All records, minus the pictures: write them out exactly.

# Material provided
((
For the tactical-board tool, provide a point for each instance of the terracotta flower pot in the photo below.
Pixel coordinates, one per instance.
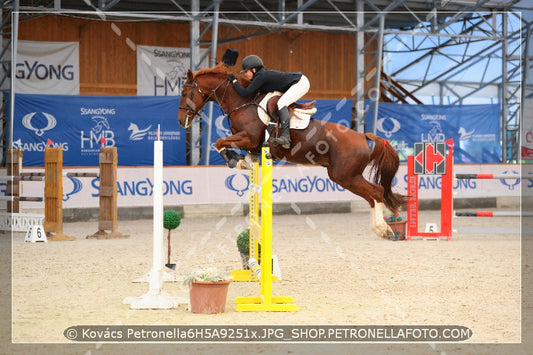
(208, 296)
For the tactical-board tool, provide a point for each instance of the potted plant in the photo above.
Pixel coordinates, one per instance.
(398, 225)
(243, 245)
(171, 220)
(208, 290)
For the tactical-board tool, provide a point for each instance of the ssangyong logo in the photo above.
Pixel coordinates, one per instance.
(51, 122)
(384, 127)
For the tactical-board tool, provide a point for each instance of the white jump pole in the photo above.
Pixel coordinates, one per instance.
(156, 298)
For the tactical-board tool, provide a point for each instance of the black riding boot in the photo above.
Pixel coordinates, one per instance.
(284, 120)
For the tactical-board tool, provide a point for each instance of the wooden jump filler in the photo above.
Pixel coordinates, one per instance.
(108, 193)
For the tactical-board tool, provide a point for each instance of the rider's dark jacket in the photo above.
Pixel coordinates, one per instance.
(266, 80)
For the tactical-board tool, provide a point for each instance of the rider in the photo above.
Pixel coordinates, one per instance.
(292, 85)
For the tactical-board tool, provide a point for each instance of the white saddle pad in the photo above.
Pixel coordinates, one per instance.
(299, 118)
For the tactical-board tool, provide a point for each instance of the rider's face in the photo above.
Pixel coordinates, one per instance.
(249, 74)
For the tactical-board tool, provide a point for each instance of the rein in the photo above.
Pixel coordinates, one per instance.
(191, 112)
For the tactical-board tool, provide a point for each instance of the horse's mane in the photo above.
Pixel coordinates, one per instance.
(219, 69)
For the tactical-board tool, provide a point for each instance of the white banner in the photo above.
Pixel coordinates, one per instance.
(46, 68)
(212, 185)
(162, 71)
(527, 131)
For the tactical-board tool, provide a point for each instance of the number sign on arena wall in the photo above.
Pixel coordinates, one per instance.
(82, 124)
(475, 129)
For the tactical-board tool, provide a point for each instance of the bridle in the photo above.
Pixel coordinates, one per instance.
(191, 112)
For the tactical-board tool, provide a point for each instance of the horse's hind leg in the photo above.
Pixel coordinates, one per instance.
(373, 194)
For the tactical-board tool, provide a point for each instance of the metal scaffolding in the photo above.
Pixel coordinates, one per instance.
(444, 40)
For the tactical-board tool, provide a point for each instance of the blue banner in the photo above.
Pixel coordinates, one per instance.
(82, 124)
(475, 129)
(338, 111)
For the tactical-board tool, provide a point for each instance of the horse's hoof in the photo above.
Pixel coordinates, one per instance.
(242, 164)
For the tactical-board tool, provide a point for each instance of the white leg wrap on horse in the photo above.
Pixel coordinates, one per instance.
(377, 224)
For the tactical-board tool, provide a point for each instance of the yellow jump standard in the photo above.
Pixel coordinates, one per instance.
(265, 301)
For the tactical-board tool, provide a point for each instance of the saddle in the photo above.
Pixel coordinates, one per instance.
(300, 113)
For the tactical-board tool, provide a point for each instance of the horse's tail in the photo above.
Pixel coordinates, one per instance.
(385, 166)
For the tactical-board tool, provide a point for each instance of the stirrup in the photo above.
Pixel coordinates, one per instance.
(285, 142)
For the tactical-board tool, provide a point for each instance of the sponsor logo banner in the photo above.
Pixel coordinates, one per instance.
(162, 71)
(83, 124)
(291, 184)
(45, 67)
(475, 129)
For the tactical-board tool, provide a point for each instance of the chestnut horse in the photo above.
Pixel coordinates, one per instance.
(344, 152)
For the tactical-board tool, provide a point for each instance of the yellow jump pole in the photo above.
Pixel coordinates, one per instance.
(253, 222)
(265, 301)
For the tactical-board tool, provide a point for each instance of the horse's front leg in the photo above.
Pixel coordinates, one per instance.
(234, 159)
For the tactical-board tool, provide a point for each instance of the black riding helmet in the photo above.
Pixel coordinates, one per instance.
(250, 62)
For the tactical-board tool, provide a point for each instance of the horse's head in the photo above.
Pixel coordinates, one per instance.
(199, 89)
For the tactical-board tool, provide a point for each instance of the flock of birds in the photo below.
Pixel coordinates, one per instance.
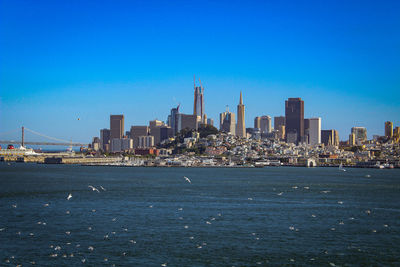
(57, 249)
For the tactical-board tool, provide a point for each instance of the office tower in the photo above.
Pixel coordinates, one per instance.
(227, 122)
(360, 134)
(265, 124)
(190, 122)
(280, 120)
(389, 129)
(330, 137)
(396, 134)
(352, 139)
(146, 141)
(155, 131)
(116, 126)
(280, 132)
(294, 118)
(240, 126)
(166, 132)
(313, 130)
(105, 140)
(257, 121)
(173, 118)
(137, 131)
(198, 107)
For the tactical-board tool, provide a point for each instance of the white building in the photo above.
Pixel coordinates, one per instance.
(315, 131)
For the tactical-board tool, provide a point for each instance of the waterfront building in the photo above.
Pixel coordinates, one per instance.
(360, 134)
(146, 141)
(105, 140)
(265, 124)
(389, 129)
(227, 122)
(240, 127)
(116, 126)
(257, 121)
(294, 117)
(313, 131)
(198, 107)
(330, 137)
(137, 131)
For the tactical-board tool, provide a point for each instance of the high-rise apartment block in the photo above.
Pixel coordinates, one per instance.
(227, 122)
(265, 124)
(314, 131)
(389, 129)
(240, 127)
(105, 140)
(145, 141)
(187, 121)
(198, 107)
(257, 121)
(137, 131)
(360, 134)
(116, 126)
(330, 137)
(294, 118)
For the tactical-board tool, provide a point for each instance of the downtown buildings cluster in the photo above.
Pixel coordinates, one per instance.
(291, 131)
))
# Response to the exercise
For the tactical-board tool, provide a point for each instance of the terracotta flower pot in the photo below.
Pixel coordinates, one per instance.
(208, 296)
For the tactical-board tool, provide a point for each instance of the potted plant in the photo above.
Pixel coordinates, one per instance.
(398, 225)
(243, 245)
(171, 220)
(208, 290)
For the tactical-board tool, provide a point for each instance of the ssangyong logo in the photo above.
Pixel coordinates, one per instance.
(51, 122)
(384, 127)
For the tactical-board tool, provide a point for each instance of the white jump pole in the photo above.
Pixel coordinates, one per instance.
(156, 298)
For the tactical-board tool, provide a point for each instance of the black riding boot in the photo above.
Pixel coordinates, one per instance.
(284, 120)
For the tactical-board tool, provide a point for each instance of the wooden jump filler in the photo above.
Pixel coordinates, one per instance.
(108, 193)
For the tactical-board tool, provide a point for each instance of the rider's dark jacket in the photo above.
Pixel coordinates, one per instance.
(266, 80)
For the tactical-board tool, provide a point for each instance of the rider in the photo above.
Pixel coordinates, one per instance.
(292, 85)
For the tactical-board tool, provide a point for each instance of the white saddle pad in the photo above.
Pixel coordinates, one per instance.
(299, 118)
For the tactical-board tool, provide a point for each instance of the rider's face in the photo above.
Pixel coordinates, one per instance.
(249, 74)
For the tactical-board tool, provide a point for each instance of the rein in the photo above.
Pixel coordinates, one per instance.
(191, 112)
For the tactical-board tool, provide a point for each instance of the horse's mane in the photo above.
Pixel coordinates, one per instance.
(219, 69)
For the tactical-board tool, provide a point for each instance of the white banner in the photo above.
Pixel coordinates, one per instance.
(46, 68)
(212, 185)
(162, 71)
(527, 131)
For the tactical-board tool, provide a point for each instance of the number sign on arena wall in the photo above.
Pixel coordinates, one per instance.
(82, 124)
(475, 129)
For the tactical-board tool, provide a point for each instance of the bridle in the photo above.
Pixel coordinates, one per instance.
(191, 112)
For the tactical-board tool, provide a point for each instance of the horse's hind leg in the photo above.
Pixel coordinates, one per instance.
(373, 194)
For the tactical-board tool, provide a point for each instance of the metal scaffolding in the photo above.
Pixel coordinates, one per instance.
(444, 40)
For the tactical-board tool, provide a point for each instance of the blue banner in the photo above.
Pixel coordinates, one per instance.
(82, 124)
(475, 129)
(338, 111)
For the tactical-board tool, provide a point for each instance of the horse's hoof in the photo above.
Pixel coordinates, one per instance.
(242, 164)
For the tactical-board tool, provide a point for each instance of the white leg wrap on horse in the photo above.
Pixel coordinates, one per instance.
(377, 224)
For the tactical-board tool, provide a point for each instance of the yellow jump standard in the photo above.
Pixel coordinates, one per instance.
(265, 301)
For the tactical-board tool, provide a point for each instance of the saddle in the photo above.
Pixel coordinates, one per instance.
(300, 113)
For the tactical-board tool, provide a point for each instance of the horse's tail in the photo above.
Pixel coordinates, one per instance.
(385, 166)
For the tactical-board tool, provide a point for each instance of the stirrup in the photo above.
Pixel coordinates, one per instance.
(285, 142)
For the tactical-board tool, provide a point for each instance of the sponsor logo banner in the photo above.
Pixel coordinates, one per instance.
(162, 71)
(83, 124)
(291, 184)
(45, 67)
(475, 129)
For the tactical-board tool, provide a point for each instance of the chestnut horse in the photo above.
Pixel coordinates, one per instance.
(344, 152)
For the tactical-board tool, provide a point for each instance of the yellow jump pole in the photo above.
Pixel coordinates, one per instance.
(253, 222)
(265, 301)
For the tactical-board tool, provide a point for each instance of the horse's front leg in the photo above.
Pixel coordinates, one per instance.
(234, 159)
For the tactical-board tool, provide a point for each instance of the black riding helmet in the photo above.
Pixel coordinates, one per instance.
(250, 62)
For the tactical-board tool, provide a point for each instance of the horse's head in the photo above.
Pixel coordinates, one per instance.
(199, 89)
For the tactical-board tool, provide a point for each instance of the flock of birds in the photo below.
Pixel coordinates, one per instance.
(57, 249)
For the tactical-board tool, provide a point for each instance of the office tower in the photo above.
Pixel coordinates, one per instance.
(227, 122)
(360, 134)
(265, 124)
(190, 122)
(280, 120)
(389, 129)
(330, 137)
(396, 134)
(352, 139)
(146, 141)
(155, 131)
(116, 126)
(280, 132)
(294, 118)
(240, 126)
(166, 132)
(313, 130)
(105, 140)
(257, 121)
(173, 118)
(137, 131)
(198, 107)
For the tactical-board tool, provide a point for each instance of the white building in the photo above.
Pixel coordinates, one per instance.
(315, 131)
For the tactical-board tool, provide a point for each instance of the waterfront building in the photo above.
Pixel coordinates, one per instance.
(360, 134)
(146, 141)
(105, 140)
(265, 124)
(389, 129)
(227, 122)
(240, 127)
(116, 126)
(257, 121)
(294, 117)
(313, 131)
(198, 107)
(330, 137)
(137, 131)
For the tactical-board tool, provide a point for each instance of the high-rise apartment block in the photo above.
Pixel coordinates, one per instance.
(227, 122)
(265, 124)
(314, 131)
(389, 129)
(240, 127)
(105, 140)
(145, 141)
(187, 121)
(198, 107)
(257, 121)
(137, 131)
(360, 134)
(116, 126)
(330, 137)
(294, 118)
For the tactical-board tool, provide a point for each instance of the downtown buildings cluster in the photo above.
Pixel coordinates, one per instance.
(291, 131)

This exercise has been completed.